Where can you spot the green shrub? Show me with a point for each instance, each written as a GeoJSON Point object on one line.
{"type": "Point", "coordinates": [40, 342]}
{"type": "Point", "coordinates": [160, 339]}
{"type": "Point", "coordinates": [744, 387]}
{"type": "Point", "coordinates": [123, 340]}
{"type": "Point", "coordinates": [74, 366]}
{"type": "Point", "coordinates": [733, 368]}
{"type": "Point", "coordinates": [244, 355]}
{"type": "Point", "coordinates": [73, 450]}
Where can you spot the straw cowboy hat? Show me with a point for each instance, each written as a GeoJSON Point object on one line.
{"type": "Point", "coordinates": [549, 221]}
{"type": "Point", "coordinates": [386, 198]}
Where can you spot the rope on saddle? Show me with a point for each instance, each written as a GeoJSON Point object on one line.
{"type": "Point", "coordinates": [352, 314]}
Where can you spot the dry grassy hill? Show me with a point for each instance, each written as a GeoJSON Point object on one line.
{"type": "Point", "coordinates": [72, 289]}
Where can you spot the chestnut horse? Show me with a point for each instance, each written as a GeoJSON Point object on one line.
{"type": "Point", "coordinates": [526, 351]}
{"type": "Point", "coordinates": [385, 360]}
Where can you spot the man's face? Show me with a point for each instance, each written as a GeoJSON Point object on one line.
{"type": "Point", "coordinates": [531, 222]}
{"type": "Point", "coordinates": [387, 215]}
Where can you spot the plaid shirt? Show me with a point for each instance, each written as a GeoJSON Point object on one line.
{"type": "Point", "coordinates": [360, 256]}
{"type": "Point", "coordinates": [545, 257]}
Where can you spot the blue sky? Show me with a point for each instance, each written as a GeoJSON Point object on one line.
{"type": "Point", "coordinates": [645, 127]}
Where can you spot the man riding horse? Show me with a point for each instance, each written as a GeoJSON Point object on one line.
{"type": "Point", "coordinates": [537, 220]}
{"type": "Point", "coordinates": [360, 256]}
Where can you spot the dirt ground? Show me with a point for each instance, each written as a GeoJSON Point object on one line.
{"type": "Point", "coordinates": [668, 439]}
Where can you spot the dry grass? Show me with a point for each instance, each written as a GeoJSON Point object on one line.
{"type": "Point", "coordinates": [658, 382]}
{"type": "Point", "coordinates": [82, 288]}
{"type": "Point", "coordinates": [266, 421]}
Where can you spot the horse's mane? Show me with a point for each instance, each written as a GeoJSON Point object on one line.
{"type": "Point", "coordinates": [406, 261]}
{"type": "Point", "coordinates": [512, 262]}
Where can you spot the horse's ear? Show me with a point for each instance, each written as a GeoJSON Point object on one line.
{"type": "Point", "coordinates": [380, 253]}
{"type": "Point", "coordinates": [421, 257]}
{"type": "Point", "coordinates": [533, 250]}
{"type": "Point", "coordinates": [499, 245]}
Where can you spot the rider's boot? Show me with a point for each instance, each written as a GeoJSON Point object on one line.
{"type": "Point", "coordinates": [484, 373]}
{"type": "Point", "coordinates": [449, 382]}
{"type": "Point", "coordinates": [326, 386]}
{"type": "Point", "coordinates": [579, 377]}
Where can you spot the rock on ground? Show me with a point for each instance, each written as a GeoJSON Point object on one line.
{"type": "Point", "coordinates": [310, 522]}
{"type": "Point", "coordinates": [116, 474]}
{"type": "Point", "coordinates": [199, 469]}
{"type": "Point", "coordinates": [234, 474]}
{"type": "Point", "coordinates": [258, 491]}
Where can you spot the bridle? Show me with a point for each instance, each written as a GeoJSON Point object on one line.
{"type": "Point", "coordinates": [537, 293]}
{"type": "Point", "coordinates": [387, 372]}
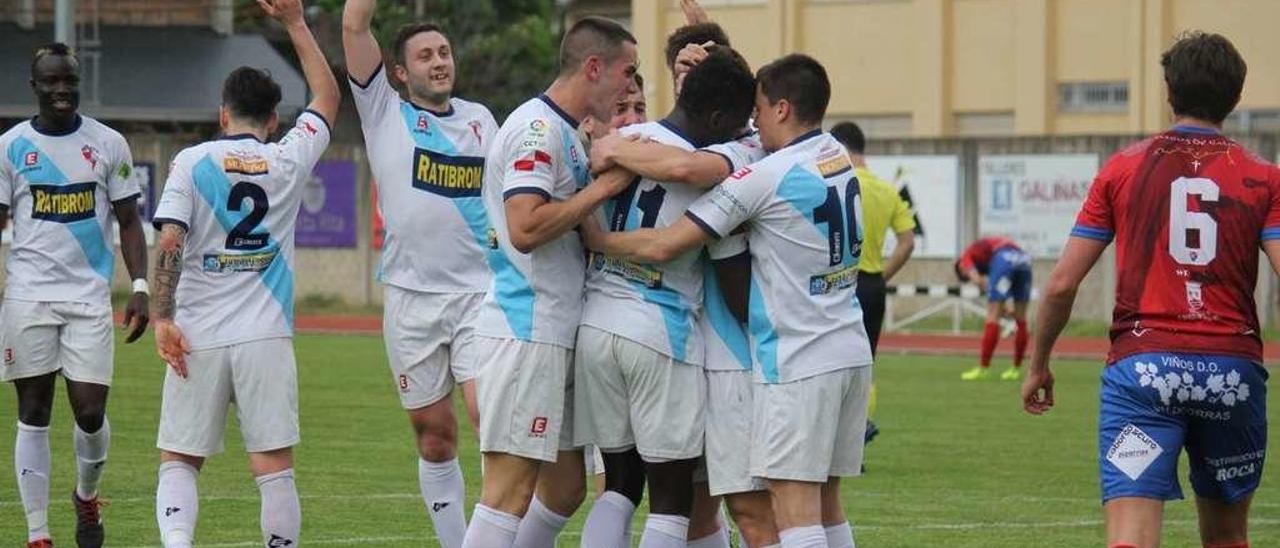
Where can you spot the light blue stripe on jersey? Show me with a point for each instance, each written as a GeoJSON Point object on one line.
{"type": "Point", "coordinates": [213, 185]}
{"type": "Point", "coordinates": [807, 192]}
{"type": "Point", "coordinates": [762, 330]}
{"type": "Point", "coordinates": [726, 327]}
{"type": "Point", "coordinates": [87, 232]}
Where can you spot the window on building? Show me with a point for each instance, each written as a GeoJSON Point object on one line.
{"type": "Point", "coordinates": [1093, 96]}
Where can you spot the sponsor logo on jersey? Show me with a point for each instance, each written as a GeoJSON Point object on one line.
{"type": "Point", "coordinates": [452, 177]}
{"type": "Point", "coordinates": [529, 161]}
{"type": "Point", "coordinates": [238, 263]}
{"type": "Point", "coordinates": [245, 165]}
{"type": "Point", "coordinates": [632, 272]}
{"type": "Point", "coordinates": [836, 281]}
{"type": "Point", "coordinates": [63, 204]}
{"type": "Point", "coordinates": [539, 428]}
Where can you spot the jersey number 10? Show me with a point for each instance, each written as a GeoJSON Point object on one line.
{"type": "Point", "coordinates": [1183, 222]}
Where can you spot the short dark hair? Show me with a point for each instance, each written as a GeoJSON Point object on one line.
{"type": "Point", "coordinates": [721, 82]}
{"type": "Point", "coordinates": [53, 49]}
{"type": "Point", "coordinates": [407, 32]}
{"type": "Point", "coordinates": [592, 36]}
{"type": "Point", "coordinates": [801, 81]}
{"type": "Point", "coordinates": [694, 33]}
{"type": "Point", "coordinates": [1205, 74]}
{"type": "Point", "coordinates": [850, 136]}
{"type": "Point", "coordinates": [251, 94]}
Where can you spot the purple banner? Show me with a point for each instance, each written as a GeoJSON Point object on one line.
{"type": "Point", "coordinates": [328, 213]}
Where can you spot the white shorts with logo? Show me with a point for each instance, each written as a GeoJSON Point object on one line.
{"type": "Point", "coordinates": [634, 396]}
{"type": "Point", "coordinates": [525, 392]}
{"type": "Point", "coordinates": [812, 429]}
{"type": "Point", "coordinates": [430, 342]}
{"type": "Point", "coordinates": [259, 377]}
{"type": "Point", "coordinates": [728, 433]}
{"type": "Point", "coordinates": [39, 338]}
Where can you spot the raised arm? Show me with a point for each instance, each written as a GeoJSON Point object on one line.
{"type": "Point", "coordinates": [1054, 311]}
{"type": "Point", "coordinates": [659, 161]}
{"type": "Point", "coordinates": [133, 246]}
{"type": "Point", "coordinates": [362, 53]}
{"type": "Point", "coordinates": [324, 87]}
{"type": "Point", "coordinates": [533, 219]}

▶ [Exercise task]: Transcribe the full listing above exactly, with the images removed.

▶ [Completed exercise]:
Where can you spot the green shrub? Show me with a point for each instance, each written as a GeoJSON Point object on one line.
{"type": "Point", "coordinates": [40, 342]}
{"type": "Point", "coordinates": [160, 339]}
{"type": "Point", "coordinates": [744, 387]}
{"type": "Point", "coordinates": [123, 340]}
{"type": "Point", "coordinates": [74, 366]}
{"type": "Point", "coordinates": [733, 368]}
{"type": "Point", "coordinates": [244, 355]}
{"type": "Point", "coordinates": [73, 450]}
Where can you spot the straw cowboy hat? Show me with a point for each instance, each written as a GeoJSON Point object on one line.
{"type": "Point", "coordinates": [549, 221]}
{"type": "Point", "coordinates": [386, 198]}
Where can you spot the rope on saddle? Show me with a point for each instance, each written as a GeoJSON Point object on one line.
{"type": "Point", "coordinates": [352, 314]}
Where can you spot the dry grassy hill? Show me with a point for each instance, each written as a GeoJSON Point object on one line.
{"type": "Point", "coordinates": [72, 289]}
Where can you spot the chestnut horse? Show me with a point for each instance, each written as a GeoJSON Point object on one line.
{"type": "Point", "coordinates": [526, 351]}
{"type": "Point", "coordinates": [385, 360]}
Where can you spot the man's face? Show me with a point for each instance, each written as a GeoJSON Point object on one line.
{"type": "Point", "coordinates": [531, 222]}
{"type": "Point", "coordinates": [387, 215]}
Where can you spot the plaid shirt? Show me with a point for each instance, each written as a GeoJSON Point object on one line.
{"type": "Point", "coordinates": [360, 256]}
{"type": "Point", "coordinates": [545, 257]}
Where can you spot the blue sky? Show me with a point for each instance, each written as a GeoJSON Point object on one line.
{"type": "Point", "coordinates": [645, 127]}
Where can you spot the man riding horse? Show me with a point for each instance, each written as a GeoJSON Point object on one line.
{"type": "Point", "coordinates": [537, 220]}
{"type": "Point", "coordinates": [360, 256]}
Where can you spot the dirt ground? Show me with a point for each instance, each written as a GeoJSON Point object on one line.
{"type": "Point", "coordinates": [668, 439]}
Where can you spot the dry grass? Show me with a point for each instance, each written as a GeoJSON Point object on one line.
{"type": "Point", "coordinates": [658, 382]}
{"type": "Point", "coordinates": [82, 288]}
{"type": "Point", "coordinates": [266, 421]}
Where can you spot the horse's mane? Show me with a point for each instance, each written as a GeoJSON Point object on one line.
{"type": "Point", "coordinates": [406, 261]}
{"type": "Point", "coordinates": [512, 262]}
Where can you spot the horse's ear? Show me with a point for each instance, each written as a GeoJSON Point object on one line.
{"type": "Point", "coordinates": [380, 253]}
{"type": "Point", "coordinates": [421, 257]}
{"type": "Point", "coordinates": [533, 250]}
{"type": "Point", "coordinates": [499, 245]}
Where can you spot the rider's boot? Show me with a point for each instance, each written as a GeoJSON Point object on one line.
{"type": "Point", "coordinates": [484, 373]}
{"type": "Point", "coordinates": [449, 382]}
{"type": "Point", "coordinates": [326, 386]}
{"type": "Point", "coordinates": [579, 377]}
Where can you spot the rock on ground? Show me with a point for each instance, each written as a GeoJSON Point object on one line.
{"type": "Point", "coordinates": [310, 522]}
{"type": "Point", "coordinates": [116, 474]}
{"type": "Point", "coordinates": [199, 469]}
{"type": "Point", "coordinates": [234, 474]}
{"type": "Point", "coordinates": [258, 491]}
Where can you spot the bridle? Show me with a point for each instance, each written as a GeoJSON Point object on one line.
{"type": "Point", "coordinates": [537, 293]}
{"type": "Point", "coordinates": [387, 372]}
Where can you spot the light blue stripe on jersey? Show me with a point for each instance, each written as a GeoJSON Point object on one line.
{"type": "Point", "coordinates": [213, 185]}
{"type": "Point", "coordinates": [807, 192]}
{"type": "Point", "coordinates": [762, 330]}
{"type": "Point", "coordinates": [726, 327]}
{"type": "Point", "coordinates": [87, 232]}
Where can you spot the window on building? Show me with a point for each instance, each written as a GeoJSON Point object on one line.
{"type": "Point", "coordinates": [1093, 96]}
Where can you spot the sponsor logo on jersey? Show me with a point for each instance, each written as a GeoJSON Point object on one line.
{"type": "Point", "coordinates": [452, 177]}
{"type": "Point", "coordinates": [529, 161]}
{"type": "Point", "coordinates": [238, 263]}
{"type": "Point", "coordinates": [245, 165]}
{"type": "Point", "coordinates": [632, 272]}
{"type": "Point", "coordinates": [836, 281]}
{"type": "Point", "coordinates": [63, 204]}
{"type": "Point", "coordinates": [539, 428]}
Where can you spot the jersey number 10? Show me with a point for each instance, each written as a GeoJSON Point object on one line.
{"type": "Point", "coordinates": [1183, 222]}
Where can you spot the short dark hair? Show me with a point for each instance, each written as a GeoJSON Point object on one line.
{"type": "Point", "coordinates": [721, 82]}
{"type": "Point", "coordinates": [53, 49]}
{"type": "Point", "coordinates": [407, 32]}
{"type": "Point", "coordinates": [592, 36]}
{"type": "Point", "coordinates": [801, 81]}
{"type": "Point", "coordinates": [694, 33]}
{"type": "Point", "coordinates": [1205, 74]}
{"type": "Point", "coordinates": [850, 136]}
{"type": "Point", "coordinates": [251, 94]}
Where can you spot the purple banner? Show me with a point for each instance, each written as a GeoJSON Point object on one line.
{"type": "Point", "coordinates": [328, 213]}
Where can you spot the white shorts with logo? Show me with a point for each instance, each written as a GeoJSON Point object on one line.
{"type": "Point", "coordinates": [634, 396]}
{"type": "Point", "coordinates": [525, 392]}
{"type": "Point", "coordinates": [812, 429]}
{"type": "Point", "coordinates": [430, 342]}
{"type": "Point", "coordinates": [259, 377]}
{"type": "Point", "coordinates": [728, 433]}
{"type": "Point", "coordinates": [39, 338]}
Where can you spot the raised arm? Show me with a point for each instance, each written as a GeoJSON Point object on one line.
{"type": "Point", "coordinates": [1054, 311]}
{"type": "Point", "coordinates": [659, 161]}
{"type": "Point", "coordinates": [133, 246]}
{"type": "Point", "coordinates": [362, 53]}
{"type": "Point", "coordinates": [324, 87]}
{"type": "Point", "coordinates": [533, 219]}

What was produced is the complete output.